WORK TO COMPLETE
Extract each line below that contains the string "Draw". Case matters.

EXTRACTED DATA

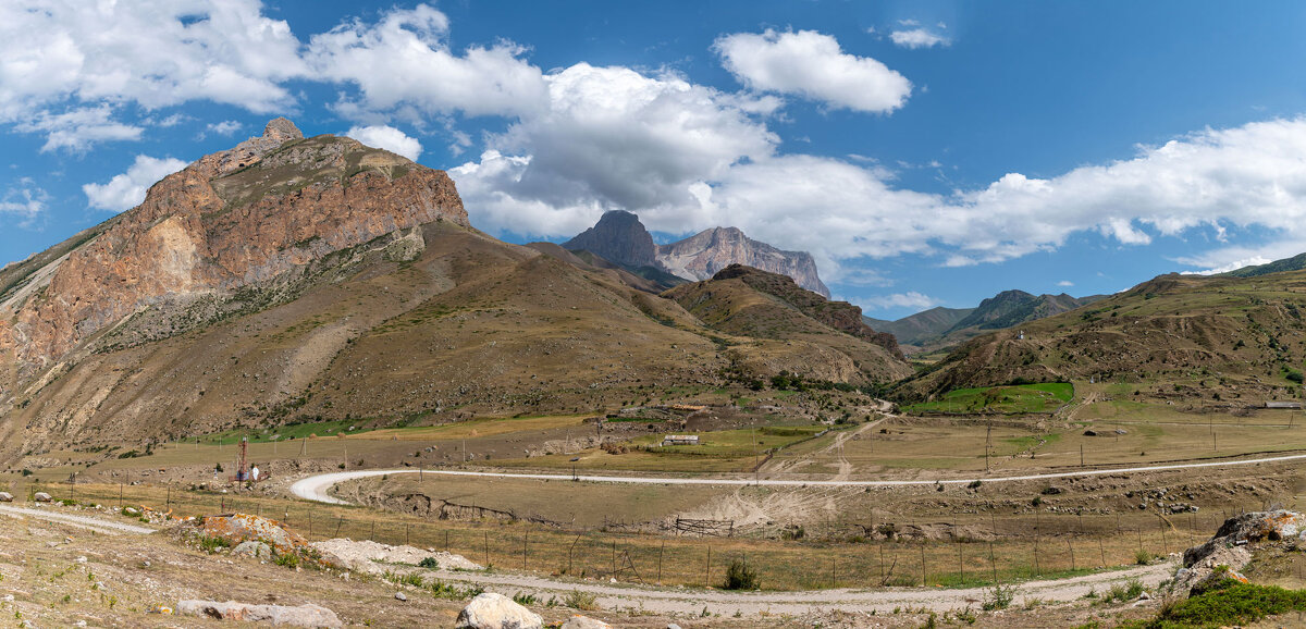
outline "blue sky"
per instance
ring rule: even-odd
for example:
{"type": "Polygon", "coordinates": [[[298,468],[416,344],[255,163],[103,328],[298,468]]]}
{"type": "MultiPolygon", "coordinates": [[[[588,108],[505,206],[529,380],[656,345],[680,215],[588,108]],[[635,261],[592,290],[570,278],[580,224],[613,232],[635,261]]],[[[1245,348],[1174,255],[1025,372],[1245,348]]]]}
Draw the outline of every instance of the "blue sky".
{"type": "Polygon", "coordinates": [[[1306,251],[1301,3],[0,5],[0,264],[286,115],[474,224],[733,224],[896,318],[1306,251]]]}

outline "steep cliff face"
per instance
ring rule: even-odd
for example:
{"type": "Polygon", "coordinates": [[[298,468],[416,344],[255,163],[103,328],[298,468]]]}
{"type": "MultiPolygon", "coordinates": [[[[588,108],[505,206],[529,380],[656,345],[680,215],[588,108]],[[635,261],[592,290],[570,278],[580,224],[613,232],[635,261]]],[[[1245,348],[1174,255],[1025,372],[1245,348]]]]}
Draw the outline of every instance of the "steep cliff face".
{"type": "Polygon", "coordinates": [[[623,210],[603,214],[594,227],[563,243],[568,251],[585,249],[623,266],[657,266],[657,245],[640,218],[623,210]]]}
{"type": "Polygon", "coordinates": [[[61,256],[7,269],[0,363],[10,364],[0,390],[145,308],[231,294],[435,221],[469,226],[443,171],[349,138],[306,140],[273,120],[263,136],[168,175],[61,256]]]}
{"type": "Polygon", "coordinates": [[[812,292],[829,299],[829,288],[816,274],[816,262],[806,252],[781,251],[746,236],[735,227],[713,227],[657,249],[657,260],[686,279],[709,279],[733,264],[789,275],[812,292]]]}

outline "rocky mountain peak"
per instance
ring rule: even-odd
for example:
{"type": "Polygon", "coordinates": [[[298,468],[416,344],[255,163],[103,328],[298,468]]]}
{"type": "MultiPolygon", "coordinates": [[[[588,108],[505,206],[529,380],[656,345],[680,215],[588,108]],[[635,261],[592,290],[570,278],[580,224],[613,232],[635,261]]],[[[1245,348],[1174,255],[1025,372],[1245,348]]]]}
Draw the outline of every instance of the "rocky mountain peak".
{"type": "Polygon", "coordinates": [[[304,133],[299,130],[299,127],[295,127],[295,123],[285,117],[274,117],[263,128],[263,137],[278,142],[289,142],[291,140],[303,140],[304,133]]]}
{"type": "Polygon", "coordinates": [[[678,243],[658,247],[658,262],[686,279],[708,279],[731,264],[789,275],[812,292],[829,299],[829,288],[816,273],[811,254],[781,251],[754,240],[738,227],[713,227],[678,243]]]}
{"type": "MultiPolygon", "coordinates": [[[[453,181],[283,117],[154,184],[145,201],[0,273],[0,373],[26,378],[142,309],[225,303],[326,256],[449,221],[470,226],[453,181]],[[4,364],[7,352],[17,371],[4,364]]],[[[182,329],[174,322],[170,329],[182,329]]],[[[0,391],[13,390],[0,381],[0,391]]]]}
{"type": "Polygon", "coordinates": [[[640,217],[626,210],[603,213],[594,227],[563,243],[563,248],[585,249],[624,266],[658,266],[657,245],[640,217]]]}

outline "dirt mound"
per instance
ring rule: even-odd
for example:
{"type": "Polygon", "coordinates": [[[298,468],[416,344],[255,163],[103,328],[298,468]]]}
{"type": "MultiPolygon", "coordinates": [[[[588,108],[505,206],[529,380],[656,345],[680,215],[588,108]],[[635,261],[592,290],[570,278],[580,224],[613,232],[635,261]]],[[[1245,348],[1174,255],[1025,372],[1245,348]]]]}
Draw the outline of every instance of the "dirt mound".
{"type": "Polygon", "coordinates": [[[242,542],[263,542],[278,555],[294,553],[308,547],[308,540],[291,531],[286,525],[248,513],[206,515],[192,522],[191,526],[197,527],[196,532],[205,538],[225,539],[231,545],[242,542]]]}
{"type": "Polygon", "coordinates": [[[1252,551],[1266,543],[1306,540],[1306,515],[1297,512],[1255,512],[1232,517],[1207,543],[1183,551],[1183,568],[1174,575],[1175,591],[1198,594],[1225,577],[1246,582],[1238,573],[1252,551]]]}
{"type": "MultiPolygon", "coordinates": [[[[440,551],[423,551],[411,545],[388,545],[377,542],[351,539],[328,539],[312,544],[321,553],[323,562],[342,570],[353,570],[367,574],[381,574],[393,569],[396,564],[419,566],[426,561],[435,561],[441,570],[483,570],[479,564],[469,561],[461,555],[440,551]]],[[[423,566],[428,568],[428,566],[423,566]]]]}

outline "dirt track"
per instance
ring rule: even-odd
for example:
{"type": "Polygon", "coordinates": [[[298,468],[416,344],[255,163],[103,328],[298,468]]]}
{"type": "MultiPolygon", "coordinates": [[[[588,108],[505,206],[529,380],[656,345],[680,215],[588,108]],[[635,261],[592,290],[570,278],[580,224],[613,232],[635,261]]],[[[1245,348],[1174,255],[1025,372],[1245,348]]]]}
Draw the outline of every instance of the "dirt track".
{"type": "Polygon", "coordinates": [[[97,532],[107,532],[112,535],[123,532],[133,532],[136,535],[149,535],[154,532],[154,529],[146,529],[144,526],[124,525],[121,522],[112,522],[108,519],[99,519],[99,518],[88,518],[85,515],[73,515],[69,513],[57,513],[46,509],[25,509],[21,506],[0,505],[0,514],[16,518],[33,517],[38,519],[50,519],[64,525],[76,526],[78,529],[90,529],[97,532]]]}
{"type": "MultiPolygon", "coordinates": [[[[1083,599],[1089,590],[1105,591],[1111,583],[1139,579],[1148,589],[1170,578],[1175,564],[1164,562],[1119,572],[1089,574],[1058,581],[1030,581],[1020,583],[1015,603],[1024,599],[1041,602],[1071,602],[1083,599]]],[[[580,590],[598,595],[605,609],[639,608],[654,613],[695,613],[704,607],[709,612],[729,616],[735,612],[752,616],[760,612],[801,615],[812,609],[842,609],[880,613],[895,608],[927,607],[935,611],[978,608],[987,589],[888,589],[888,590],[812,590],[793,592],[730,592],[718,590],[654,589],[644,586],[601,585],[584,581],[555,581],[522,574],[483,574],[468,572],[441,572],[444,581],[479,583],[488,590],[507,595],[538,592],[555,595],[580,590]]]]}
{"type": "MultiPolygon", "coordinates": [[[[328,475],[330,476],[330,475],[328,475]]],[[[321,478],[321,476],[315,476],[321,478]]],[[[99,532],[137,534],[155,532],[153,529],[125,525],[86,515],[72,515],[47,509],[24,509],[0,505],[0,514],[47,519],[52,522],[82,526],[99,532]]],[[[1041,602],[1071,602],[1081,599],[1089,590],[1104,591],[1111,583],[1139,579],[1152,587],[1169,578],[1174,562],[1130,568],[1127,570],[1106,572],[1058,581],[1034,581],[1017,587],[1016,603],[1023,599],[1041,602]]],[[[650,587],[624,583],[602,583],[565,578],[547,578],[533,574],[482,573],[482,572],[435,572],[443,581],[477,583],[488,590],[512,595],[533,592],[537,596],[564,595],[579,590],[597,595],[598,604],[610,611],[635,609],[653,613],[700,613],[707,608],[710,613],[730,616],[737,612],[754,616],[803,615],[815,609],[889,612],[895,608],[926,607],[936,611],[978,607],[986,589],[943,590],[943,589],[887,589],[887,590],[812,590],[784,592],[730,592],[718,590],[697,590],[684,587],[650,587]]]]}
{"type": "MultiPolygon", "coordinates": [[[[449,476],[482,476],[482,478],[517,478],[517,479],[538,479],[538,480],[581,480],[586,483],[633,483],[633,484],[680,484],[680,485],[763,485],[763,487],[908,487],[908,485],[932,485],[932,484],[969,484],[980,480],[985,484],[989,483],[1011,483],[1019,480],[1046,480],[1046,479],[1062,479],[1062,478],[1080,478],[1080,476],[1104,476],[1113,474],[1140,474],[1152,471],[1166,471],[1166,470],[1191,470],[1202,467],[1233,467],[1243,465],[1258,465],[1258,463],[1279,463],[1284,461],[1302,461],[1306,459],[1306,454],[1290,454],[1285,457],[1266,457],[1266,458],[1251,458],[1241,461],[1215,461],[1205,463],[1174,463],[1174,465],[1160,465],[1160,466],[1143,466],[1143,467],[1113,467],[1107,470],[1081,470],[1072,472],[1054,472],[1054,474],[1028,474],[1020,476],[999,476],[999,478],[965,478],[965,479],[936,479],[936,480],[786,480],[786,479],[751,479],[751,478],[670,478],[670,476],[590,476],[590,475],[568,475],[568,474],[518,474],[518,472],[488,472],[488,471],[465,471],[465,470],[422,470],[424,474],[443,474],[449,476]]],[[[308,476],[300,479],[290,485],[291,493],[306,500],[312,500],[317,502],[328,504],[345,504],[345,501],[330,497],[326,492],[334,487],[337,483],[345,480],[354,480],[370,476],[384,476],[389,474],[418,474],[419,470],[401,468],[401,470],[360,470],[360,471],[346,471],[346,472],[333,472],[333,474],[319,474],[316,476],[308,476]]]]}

SOLUTION TO THIS TASK
Draw the outline of every instance of the "blue sky".
Draw the outline of every instance of the "steep cliff face".
Draw the outline of every instance of the "rocky mountain peak".
Draw the outline of every instance of the "dirt mound".
Draw the outline of every instance of the "dirt track".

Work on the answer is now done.